>> Start ENTRIES

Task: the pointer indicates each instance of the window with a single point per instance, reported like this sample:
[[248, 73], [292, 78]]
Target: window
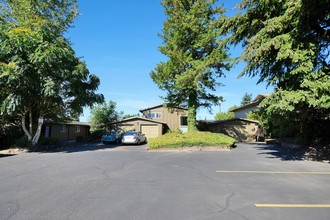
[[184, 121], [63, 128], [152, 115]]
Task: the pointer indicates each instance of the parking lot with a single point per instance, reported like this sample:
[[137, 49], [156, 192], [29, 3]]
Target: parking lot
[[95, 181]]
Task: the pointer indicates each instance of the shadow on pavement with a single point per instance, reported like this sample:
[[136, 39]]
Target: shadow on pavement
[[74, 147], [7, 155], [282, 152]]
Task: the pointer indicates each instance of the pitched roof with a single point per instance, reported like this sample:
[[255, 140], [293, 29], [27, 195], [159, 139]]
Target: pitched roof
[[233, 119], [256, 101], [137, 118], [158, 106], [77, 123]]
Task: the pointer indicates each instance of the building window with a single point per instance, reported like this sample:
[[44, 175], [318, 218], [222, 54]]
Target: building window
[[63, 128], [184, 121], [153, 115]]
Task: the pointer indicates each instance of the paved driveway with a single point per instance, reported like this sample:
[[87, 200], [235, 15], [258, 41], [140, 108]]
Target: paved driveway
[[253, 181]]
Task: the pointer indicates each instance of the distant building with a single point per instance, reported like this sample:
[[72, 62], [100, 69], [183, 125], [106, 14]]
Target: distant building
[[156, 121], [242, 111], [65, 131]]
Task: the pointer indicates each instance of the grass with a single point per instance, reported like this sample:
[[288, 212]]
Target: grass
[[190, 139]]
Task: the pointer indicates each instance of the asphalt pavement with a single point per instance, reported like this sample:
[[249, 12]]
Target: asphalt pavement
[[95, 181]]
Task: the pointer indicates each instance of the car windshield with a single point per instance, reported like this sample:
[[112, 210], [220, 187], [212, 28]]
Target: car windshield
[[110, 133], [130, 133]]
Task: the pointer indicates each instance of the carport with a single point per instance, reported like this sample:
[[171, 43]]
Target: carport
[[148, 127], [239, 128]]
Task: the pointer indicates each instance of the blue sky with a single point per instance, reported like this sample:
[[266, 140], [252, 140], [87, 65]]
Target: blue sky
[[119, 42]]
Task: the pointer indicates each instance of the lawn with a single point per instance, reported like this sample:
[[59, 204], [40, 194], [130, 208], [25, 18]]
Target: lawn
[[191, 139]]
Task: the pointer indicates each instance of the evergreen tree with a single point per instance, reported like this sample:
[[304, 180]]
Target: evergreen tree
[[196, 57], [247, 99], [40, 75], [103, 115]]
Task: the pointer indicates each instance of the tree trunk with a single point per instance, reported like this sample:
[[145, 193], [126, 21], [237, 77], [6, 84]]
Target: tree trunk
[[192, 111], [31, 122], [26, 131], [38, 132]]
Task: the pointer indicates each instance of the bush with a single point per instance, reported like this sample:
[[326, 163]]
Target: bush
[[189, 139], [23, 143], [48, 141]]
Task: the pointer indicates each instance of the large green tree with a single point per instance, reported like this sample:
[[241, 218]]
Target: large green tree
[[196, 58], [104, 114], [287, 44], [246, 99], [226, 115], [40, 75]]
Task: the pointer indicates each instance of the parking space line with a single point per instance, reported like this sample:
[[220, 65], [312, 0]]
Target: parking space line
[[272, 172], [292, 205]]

>> End ENTRIES
>> Start ENTRIES

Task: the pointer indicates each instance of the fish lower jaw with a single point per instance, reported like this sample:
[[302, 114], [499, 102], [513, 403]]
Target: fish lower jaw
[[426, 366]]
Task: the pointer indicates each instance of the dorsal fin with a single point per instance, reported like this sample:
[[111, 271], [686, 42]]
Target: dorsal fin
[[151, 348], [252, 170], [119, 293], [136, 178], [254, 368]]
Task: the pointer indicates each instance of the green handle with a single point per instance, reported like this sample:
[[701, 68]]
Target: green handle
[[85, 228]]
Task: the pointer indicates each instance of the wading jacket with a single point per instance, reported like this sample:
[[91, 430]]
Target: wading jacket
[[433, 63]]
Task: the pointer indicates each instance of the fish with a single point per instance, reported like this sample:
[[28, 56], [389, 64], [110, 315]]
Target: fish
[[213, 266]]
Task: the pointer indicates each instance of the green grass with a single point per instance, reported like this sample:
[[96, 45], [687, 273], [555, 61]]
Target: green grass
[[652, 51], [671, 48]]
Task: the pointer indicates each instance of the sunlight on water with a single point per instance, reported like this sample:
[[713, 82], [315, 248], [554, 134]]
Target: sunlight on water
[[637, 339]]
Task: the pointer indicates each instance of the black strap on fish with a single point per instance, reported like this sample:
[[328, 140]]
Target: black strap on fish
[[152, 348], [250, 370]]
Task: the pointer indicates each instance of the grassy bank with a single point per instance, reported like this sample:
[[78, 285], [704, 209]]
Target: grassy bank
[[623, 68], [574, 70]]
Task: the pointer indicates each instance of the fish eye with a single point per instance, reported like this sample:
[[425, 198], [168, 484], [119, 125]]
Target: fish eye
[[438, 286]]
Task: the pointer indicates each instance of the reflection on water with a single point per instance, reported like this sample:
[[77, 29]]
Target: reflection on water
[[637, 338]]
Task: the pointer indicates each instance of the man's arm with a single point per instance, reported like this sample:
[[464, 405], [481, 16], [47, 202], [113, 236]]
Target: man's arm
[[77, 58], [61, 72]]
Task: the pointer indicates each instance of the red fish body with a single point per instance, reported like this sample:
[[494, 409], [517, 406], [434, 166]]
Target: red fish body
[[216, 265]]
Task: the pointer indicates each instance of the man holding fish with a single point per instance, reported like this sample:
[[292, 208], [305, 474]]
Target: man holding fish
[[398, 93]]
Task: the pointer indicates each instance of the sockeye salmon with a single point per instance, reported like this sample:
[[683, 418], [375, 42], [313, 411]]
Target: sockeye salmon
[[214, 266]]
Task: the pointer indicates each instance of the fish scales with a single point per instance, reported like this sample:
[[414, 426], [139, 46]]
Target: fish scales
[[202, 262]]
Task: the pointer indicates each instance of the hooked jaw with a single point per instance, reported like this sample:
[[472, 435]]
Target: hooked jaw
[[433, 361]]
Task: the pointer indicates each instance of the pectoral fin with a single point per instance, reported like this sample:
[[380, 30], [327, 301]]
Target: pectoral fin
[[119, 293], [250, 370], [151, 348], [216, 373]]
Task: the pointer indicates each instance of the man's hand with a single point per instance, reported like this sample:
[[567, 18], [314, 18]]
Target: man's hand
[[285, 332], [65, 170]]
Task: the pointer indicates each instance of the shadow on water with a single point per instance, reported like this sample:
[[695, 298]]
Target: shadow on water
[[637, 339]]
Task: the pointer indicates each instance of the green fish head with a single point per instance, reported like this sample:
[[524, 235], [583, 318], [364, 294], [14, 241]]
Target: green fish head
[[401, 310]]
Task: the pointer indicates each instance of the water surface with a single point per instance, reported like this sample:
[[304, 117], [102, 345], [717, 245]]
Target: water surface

>> End ENTRIES

_STATED PROBLEM_: Edit the listing from the line with "Task: the pointer indicates each instance of the green grass" to the line with "[[637, 338]]", swapping "pointer" for "marker" and keeping everything else the same. Return only those lines.

_WRITTEN REPLY_:
Task: the marker indicates each instance of the green grass with a single point per instance, reported like this sample:
[[96, 45], [687, 273], [555, 61]]
Target: green grass
[[652, 51], [671, 48]]
Task: the marker indicates each instance of the sunlight on water with a single point per instance, reported like this sample:
[[713, 82], [315, 248], [554, 134]]
Target: sunlight on water
[[637, 339]]
Task: the marker indicates each instance of the black strap on fish with a single point per instance, reported like this sample:
[[328, 140]]
Target: black strap on fish
[[152, 348], [250, 370]]
Task: the marker indicates each instance of the grassy bank with a single point per instance, reported like this sample:
[[78, 285], [704, 209]]
Target: grassy bank
[[623, 68], [574, 70]]
Task: the marker indicates each instance of the fish eye with a single point per instance, reported like this sample:
[[425, 198], [168, 484], [119, 125]]
Target: fish eye
[[438, 286]]
Task: the marker indicates each instance of the reflection on water with a single point per instance, reported like this sample:
[[77, 29]]
Target: reflection on water
[[637, 338]]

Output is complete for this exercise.